# THE PROBLEM
Starting at the first line of the data, print each line verbatim up to and including the line bearing "The query is: oak cabinet door", omitting pictures.

INFORMATION GIVEN Block Start

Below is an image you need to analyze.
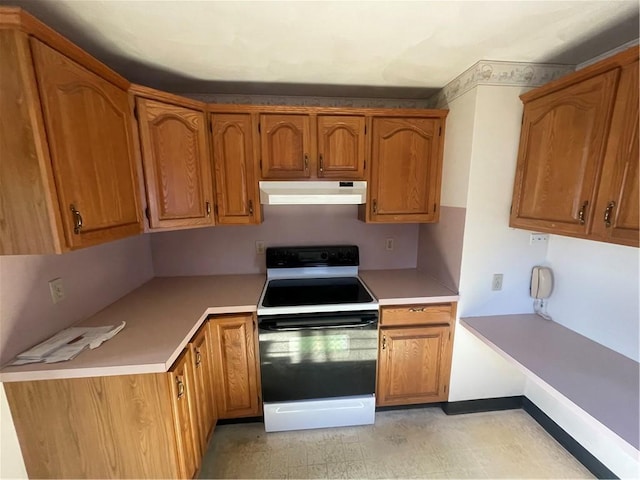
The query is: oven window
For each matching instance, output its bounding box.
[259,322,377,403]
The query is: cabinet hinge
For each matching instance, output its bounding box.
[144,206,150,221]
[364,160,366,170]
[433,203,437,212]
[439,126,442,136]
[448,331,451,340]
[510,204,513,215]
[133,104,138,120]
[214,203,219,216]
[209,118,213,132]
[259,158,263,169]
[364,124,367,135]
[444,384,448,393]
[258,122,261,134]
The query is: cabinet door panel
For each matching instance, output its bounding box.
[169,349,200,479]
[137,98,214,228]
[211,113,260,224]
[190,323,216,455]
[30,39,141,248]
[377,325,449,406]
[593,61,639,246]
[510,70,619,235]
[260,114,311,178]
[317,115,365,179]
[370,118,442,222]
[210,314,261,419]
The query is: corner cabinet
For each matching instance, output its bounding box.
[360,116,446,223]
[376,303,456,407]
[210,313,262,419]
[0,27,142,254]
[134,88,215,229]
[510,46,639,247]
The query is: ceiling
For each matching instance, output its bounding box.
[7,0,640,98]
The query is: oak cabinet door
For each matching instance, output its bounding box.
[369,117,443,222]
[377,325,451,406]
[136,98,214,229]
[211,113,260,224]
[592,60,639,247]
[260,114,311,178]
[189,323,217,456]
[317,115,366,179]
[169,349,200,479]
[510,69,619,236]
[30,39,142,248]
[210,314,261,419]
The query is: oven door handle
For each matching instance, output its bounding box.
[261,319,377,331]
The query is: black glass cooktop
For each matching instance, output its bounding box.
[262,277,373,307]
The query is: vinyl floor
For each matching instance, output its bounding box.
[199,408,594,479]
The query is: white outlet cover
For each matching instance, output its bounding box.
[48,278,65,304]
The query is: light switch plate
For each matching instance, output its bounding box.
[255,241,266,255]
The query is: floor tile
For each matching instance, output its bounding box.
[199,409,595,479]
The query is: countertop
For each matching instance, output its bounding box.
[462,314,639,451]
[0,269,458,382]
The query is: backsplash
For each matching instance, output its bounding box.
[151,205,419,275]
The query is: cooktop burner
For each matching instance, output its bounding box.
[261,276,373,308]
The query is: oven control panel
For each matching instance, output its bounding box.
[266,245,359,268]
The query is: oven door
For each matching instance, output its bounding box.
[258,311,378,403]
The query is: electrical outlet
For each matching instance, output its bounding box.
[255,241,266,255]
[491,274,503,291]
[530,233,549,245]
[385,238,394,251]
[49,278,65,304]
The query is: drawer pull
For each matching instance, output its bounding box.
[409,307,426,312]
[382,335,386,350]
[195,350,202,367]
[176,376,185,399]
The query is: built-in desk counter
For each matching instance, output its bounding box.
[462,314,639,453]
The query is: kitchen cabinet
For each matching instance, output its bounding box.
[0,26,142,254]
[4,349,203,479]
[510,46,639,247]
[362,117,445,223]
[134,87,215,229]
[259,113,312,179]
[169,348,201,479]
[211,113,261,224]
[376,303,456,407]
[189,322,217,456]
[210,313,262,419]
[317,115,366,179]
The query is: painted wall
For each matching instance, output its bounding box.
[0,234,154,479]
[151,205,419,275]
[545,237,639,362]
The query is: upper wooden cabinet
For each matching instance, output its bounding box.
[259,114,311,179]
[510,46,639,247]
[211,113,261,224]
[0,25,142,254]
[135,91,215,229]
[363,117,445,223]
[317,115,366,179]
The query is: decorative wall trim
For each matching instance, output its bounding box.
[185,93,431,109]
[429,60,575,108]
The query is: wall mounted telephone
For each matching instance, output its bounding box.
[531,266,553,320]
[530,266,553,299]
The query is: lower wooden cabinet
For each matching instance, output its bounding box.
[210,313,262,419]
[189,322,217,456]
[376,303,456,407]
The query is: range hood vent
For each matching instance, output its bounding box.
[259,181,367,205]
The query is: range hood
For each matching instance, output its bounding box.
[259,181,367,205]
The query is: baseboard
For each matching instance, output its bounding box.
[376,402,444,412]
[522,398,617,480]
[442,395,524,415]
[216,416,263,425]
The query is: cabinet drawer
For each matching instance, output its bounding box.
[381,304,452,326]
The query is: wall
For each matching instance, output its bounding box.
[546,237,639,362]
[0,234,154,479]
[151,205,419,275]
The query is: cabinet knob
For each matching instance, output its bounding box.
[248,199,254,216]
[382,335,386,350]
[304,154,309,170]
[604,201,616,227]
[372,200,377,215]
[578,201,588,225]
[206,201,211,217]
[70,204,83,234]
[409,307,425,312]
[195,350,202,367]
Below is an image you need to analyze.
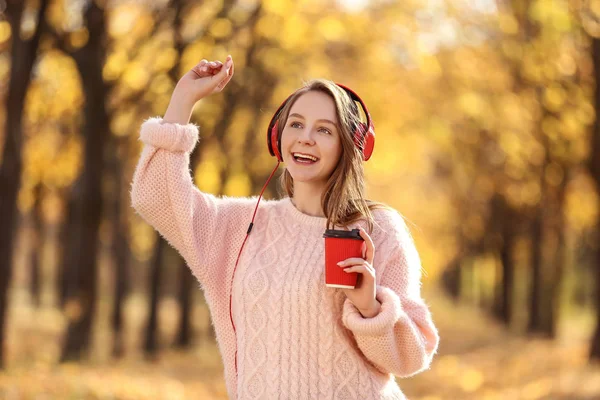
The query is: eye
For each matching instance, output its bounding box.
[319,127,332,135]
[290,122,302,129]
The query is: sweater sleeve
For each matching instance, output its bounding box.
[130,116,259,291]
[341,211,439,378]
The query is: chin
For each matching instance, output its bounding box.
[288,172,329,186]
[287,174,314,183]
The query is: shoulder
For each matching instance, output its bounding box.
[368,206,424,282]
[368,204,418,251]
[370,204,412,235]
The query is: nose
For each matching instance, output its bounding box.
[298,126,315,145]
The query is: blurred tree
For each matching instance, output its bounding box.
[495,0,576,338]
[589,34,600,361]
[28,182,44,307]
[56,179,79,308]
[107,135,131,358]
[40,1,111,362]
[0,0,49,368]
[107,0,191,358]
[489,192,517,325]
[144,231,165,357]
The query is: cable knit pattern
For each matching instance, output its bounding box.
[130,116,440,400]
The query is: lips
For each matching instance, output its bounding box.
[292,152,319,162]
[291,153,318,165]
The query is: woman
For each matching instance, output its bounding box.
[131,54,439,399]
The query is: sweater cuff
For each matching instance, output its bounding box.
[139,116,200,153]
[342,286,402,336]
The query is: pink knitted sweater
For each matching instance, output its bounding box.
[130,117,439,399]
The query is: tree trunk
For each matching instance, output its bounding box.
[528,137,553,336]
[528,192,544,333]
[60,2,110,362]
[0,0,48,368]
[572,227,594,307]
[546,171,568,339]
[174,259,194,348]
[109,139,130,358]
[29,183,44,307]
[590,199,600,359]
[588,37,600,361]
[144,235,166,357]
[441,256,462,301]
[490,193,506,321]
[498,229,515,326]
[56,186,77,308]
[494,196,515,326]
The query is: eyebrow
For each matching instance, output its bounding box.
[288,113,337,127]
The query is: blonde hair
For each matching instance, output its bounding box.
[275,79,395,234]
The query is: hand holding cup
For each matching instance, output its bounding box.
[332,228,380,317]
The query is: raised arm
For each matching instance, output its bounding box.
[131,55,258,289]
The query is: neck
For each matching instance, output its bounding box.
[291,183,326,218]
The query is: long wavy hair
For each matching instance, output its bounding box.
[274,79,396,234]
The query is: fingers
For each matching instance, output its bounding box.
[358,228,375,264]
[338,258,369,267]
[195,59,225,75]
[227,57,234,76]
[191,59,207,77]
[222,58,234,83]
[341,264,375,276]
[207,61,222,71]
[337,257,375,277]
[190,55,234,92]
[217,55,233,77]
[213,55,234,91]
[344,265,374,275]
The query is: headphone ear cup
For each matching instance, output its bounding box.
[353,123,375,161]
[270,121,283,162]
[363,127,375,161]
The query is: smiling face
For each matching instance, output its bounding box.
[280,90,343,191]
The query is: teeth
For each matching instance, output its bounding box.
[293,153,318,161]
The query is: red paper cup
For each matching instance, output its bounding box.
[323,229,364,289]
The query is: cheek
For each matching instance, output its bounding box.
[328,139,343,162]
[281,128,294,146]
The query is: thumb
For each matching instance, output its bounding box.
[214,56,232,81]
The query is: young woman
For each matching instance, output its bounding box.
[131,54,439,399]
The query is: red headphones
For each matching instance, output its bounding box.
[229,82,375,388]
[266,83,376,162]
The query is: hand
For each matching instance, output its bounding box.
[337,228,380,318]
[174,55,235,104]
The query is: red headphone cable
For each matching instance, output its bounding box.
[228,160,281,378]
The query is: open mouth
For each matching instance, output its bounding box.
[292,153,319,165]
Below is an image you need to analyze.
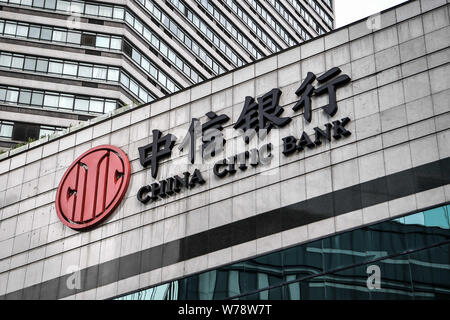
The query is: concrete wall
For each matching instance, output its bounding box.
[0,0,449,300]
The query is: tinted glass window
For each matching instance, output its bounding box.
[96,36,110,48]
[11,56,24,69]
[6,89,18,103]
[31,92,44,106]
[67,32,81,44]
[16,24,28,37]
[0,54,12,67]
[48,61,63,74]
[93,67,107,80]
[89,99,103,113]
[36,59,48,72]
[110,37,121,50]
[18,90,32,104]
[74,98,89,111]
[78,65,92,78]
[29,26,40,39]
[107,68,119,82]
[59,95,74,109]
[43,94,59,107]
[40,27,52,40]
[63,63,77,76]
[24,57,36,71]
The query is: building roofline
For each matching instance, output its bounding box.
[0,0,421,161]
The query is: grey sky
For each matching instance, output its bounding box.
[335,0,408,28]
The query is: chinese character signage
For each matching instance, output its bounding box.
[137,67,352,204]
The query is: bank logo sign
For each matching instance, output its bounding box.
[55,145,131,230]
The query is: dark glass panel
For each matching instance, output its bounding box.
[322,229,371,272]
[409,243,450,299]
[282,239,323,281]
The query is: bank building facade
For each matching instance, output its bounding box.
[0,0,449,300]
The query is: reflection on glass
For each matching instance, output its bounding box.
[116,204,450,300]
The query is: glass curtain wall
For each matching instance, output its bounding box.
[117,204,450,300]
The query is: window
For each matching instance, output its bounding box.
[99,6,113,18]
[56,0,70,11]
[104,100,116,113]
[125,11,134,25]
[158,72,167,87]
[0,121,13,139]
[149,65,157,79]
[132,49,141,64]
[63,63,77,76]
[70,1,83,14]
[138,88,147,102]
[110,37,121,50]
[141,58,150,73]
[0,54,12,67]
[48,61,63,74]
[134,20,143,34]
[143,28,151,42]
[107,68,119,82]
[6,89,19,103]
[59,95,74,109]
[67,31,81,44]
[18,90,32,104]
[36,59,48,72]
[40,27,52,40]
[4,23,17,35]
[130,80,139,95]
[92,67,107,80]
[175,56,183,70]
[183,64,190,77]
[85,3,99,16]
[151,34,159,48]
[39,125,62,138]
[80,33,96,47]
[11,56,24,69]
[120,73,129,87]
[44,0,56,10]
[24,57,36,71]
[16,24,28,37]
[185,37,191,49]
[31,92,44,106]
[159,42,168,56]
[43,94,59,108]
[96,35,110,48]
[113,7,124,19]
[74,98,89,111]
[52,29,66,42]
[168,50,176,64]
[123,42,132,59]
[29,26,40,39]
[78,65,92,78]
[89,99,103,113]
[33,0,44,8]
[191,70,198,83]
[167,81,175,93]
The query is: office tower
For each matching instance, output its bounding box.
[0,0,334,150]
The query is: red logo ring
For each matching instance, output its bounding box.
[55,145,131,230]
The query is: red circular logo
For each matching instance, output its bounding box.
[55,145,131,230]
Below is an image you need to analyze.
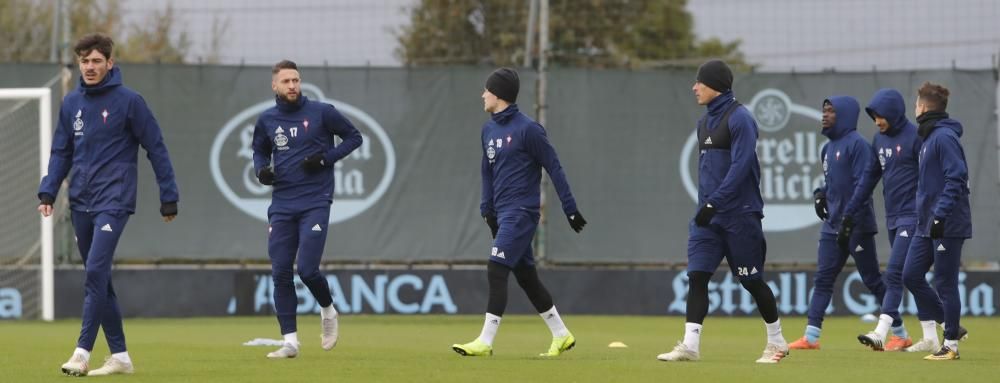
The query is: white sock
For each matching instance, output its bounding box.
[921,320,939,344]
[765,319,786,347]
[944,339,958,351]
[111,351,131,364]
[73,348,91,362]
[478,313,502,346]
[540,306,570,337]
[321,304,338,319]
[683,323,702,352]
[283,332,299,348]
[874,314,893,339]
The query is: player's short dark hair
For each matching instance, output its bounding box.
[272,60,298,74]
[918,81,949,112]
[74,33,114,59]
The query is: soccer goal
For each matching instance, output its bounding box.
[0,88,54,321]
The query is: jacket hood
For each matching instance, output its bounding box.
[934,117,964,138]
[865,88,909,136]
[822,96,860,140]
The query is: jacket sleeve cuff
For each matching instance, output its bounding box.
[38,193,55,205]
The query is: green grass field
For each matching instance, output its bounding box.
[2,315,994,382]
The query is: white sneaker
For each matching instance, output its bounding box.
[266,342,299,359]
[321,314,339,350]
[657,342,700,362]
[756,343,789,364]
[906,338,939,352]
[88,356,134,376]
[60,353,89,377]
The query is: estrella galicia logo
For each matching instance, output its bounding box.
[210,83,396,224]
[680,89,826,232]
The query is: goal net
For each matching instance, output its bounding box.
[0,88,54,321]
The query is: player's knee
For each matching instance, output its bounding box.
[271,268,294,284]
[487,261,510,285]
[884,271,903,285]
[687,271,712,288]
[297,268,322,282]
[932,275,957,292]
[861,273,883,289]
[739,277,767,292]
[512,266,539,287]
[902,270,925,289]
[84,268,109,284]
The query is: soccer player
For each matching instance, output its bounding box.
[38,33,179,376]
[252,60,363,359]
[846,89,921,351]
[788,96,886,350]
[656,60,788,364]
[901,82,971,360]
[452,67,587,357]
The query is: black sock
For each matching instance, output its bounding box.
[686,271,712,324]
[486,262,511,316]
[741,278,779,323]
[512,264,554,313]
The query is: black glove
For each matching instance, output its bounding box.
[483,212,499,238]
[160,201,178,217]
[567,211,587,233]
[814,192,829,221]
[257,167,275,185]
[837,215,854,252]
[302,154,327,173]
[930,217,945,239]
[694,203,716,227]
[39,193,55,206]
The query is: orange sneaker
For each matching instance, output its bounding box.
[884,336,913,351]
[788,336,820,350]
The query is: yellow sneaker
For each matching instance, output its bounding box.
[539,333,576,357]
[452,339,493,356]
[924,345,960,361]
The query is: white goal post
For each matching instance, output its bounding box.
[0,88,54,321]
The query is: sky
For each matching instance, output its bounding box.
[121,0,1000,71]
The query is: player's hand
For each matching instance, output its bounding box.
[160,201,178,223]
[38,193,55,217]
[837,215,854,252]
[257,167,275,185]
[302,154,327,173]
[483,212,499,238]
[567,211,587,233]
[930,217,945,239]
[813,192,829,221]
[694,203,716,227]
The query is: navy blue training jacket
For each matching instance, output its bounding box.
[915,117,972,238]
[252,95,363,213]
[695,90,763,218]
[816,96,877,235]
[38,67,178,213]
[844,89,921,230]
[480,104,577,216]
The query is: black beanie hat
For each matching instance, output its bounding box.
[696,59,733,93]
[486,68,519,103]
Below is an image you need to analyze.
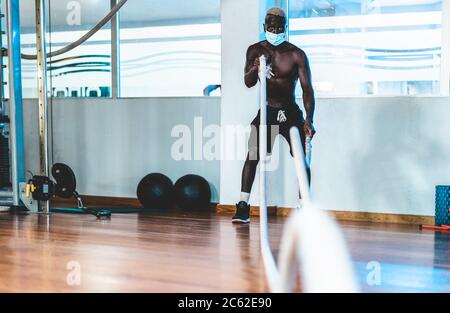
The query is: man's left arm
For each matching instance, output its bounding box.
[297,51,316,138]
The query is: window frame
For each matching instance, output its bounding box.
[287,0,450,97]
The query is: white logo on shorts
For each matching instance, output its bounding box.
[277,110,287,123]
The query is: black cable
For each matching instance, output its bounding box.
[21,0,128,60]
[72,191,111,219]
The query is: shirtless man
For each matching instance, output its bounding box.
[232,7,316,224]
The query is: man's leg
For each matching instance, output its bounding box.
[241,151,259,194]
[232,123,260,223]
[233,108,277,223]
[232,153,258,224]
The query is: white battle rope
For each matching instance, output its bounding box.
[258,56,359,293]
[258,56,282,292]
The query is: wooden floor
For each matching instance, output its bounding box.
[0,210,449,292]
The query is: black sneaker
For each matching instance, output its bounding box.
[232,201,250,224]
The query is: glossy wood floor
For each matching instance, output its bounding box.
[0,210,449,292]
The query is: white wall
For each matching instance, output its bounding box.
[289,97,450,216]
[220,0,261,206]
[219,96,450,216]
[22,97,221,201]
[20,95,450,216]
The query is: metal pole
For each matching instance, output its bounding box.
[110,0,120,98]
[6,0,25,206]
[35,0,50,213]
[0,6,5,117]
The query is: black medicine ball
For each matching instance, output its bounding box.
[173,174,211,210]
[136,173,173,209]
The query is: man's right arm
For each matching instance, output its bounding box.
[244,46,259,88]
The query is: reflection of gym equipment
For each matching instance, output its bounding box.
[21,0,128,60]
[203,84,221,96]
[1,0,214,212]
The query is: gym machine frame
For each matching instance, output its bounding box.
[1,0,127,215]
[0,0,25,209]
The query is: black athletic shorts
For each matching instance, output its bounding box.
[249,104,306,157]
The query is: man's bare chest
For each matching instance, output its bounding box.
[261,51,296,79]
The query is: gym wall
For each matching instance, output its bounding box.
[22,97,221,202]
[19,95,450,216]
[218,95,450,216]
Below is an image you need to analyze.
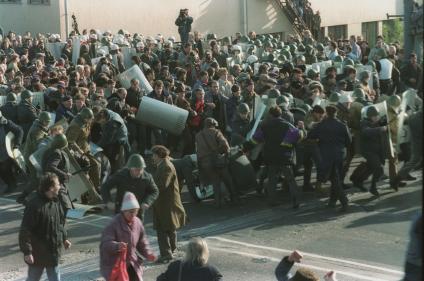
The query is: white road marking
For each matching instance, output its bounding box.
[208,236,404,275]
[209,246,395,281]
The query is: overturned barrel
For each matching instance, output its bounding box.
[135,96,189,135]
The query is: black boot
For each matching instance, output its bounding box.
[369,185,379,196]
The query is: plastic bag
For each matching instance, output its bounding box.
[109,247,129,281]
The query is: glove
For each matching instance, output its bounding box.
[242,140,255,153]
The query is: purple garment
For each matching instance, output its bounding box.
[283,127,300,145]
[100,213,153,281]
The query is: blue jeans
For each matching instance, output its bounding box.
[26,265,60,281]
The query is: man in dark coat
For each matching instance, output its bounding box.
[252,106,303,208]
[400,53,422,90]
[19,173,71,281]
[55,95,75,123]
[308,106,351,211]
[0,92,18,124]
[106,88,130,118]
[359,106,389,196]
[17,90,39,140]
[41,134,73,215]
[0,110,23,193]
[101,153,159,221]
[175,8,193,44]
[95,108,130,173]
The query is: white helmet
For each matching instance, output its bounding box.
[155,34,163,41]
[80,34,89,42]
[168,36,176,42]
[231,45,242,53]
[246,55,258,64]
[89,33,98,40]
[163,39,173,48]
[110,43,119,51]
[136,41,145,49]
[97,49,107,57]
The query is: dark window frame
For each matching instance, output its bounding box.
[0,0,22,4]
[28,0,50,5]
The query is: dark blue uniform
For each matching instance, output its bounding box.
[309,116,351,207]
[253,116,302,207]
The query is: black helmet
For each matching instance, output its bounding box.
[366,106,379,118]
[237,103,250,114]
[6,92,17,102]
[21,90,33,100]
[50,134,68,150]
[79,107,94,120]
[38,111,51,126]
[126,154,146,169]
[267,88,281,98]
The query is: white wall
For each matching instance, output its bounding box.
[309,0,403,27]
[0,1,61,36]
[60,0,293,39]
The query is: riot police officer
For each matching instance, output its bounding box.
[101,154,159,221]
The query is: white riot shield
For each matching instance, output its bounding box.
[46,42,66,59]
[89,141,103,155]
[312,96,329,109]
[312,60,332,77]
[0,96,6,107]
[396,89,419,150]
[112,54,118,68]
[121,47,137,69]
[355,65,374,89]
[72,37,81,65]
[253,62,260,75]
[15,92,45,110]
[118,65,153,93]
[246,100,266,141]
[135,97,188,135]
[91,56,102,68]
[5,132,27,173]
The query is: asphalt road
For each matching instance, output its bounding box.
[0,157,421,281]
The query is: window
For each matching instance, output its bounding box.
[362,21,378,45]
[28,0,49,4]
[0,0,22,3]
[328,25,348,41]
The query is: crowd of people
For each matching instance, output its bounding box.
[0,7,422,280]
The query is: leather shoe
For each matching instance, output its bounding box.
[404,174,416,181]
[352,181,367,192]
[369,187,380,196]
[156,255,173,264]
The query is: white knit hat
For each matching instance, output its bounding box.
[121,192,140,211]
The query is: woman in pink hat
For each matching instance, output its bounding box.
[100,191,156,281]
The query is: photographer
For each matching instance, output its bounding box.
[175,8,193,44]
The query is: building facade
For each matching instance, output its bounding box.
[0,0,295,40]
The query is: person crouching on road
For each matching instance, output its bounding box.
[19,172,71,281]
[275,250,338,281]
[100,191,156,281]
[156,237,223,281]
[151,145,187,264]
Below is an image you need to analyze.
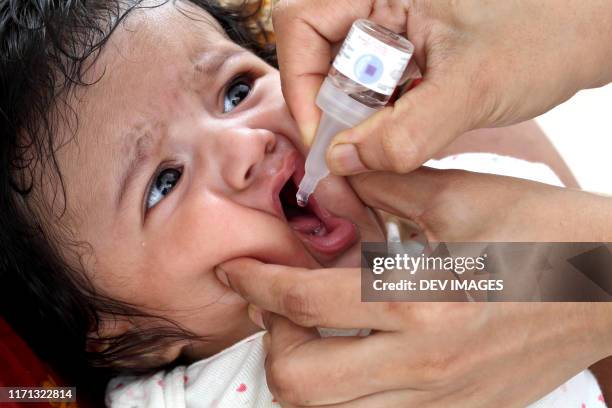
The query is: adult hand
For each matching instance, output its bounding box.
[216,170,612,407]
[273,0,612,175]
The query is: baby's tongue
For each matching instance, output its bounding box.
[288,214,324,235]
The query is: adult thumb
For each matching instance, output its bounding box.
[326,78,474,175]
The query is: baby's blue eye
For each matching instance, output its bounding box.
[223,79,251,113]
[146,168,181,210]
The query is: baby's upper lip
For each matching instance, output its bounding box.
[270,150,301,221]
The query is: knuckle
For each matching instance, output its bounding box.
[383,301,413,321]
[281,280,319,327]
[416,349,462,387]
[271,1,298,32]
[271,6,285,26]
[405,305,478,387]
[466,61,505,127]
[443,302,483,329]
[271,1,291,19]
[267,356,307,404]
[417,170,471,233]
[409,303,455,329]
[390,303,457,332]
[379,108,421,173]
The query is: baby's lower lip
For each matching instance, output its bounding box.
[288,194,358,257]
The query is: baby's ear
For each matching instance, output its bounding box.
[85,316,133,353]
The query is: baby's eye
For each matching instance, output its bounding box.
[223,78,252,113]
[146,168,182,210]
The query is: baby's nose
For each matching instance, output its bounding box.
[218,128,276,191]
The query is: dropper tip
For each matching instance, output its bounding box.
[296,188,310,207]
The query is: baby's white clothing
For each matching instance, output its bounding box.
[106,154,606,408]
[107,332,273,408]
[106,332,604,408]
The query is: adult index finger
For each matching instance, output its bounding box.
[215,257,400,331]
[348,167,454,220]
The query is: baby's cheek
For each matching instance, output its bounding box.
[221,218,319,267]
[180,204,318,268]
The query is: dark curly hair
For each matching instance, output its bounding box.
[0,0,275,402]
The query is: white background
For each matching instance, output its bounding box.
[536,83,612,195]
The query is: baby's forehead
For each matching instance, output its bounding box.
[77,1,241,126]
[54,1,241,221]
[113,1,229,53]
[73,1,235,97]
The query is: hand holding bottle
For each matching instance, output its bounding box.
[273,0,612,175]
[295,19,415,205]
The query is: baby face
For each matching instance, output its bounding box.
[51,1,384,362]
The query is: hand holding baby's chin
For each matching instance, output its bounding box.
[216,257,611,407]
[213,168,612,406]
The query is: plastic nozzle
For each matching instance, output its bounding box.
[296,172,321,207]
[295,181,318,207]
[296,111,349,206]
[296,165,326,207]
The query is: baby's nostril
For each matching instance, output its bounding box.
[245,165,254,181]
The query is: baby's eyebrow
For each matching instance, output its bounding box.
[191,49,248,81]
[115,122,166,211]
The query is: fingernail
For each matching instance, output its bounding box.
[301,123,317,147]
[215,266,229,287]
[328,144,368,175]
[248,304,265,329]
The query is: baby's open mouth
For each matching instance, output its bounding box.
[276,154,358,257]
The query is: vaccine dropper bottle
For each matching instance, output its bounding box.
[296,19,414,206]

INFORMATION GIVEN Block End

# REPLY TO THE TASK
Below is an image you need to analyze.
The query is: oven window
For each matching instance, output its bounding box.
[259,322,377,403]
The query is: cabinet hinge
For each matching instance, output its bounding box.
[144,206,150,221]
[364,160,366,170]
[433,203,437,212]
[439,126,442,136]
[448,331,451,340]
[510,204,513,215]
[133,104,138,120]
[214,203,219,216]
[209,118,213,132]
[259,158,263,169]
[364,124,367,135]
[444,384,448,393]
[258,122,261,134]
The query is: cabinet door panel
For each matching instance, output its bounding box.
[169,349,200,479]
[137,98,214,228]
[211,113,260,224]
[190,323,216,455]
[30,39,141,248]
[377,325,449,406]
[593,61,639,246]
[510,70,619,235]
[260,114,311,178]
[317,115,365,179]
[370,118,442,222]
[210,314,261,419]
The query is: corner cabinet
For each matching instance, output its bounding box.
[360,116,446,223]
[376,303,456,407]
[210,313,262,419]
[0,27,142,254]
[134,88,215,229]
[510,46,639,247]
The query is: ceiling
For each matching instance, output its bounding box.
[7,0,640,98]
The query is: oak cabinet door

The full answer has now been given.